[Spatial localization data]
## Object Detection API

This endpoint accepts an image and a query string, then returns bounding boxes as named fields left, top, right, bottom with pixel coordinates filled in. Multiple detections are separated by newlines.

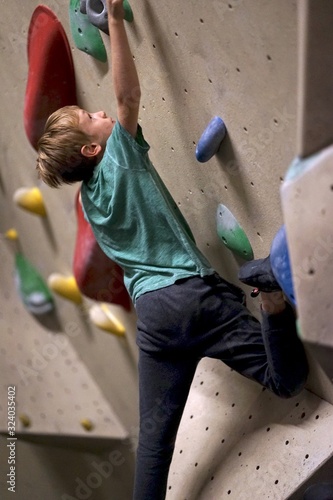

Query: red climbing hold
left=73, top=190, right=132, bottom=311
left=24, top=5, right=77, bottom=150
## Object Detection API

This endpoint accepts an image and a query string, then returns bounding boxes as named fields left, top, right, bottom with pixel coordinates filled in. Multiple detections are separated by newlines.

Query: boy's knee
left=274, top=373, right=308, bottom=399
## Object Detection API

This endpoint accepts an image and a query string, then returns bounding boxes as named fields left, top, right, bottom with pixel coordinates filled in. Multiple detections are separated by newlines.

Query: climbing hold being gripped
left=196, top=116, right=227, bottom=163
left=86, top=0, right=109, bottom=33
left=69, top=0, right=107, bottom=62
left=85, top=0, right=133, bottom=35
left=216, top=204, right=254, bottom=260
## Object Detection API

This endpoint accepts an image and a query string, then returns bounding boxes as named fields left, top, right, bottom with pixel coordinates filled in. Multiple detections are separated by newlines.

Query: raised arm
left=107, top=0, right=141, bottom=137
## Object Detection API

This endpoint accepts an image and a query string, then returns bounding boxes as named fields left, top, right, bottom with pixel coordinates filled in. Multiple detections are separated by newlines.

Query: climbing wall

» **ABOUT THIS EXERCISE**
Retype all of the entries exactly as written, leaving out any images.

» **TASK RESULT**
## Object Detection API

This endpoint accepts an image and a query string, then returns bounding boxes as named fields left, top, right, bottom with pixel coordinates filled in. Multiple detections are separated by newlines.


Query: red climbing hold
left=73, top=190, right=132, bottom=311
left=24, top=5, right=77, bottom=150
## Object Detection API

This endpoint accepts an image and a query string, then returns bounding boxes as named fields left, top, right, bottom with pixel coordinates filled in. Multiple detections are separated by newlines.

Query: boy's knee
left=274, top=373, right=308, bottom=399
## Object Detection API

This endpoint accepts an image and a query string, then returns bounding boxes as named fields left, top, right, bottom with pixel coordinates filled in. Multiple detections are separated by newlines.

Query: climbing hold being gripped
left=196, top=116, right=227, bottom=163
left=86, top=0, right=109, bottom=33
left=69, top=0, right=107, bottom=62
left=85, top=0, right=133, bottom=35
left=216, top=204, right=254, bottom=260
## Object Detection API

This endpoint accepts an image and a query string, then returns bounding boxes as named fields left, top, right, bottom with pixel coordinates filled in. Multiple detections are separated by newlines.

Query: raised arm
left=107, top=0, right=141, bottom=137
## Object Detection API

This endpoint accepts an image and a query string, then returns bounding boxes as named fields left, top, right, bottom with pixel coordinates filled in. Multiple detections are separated by newlines.

Query: climbing wall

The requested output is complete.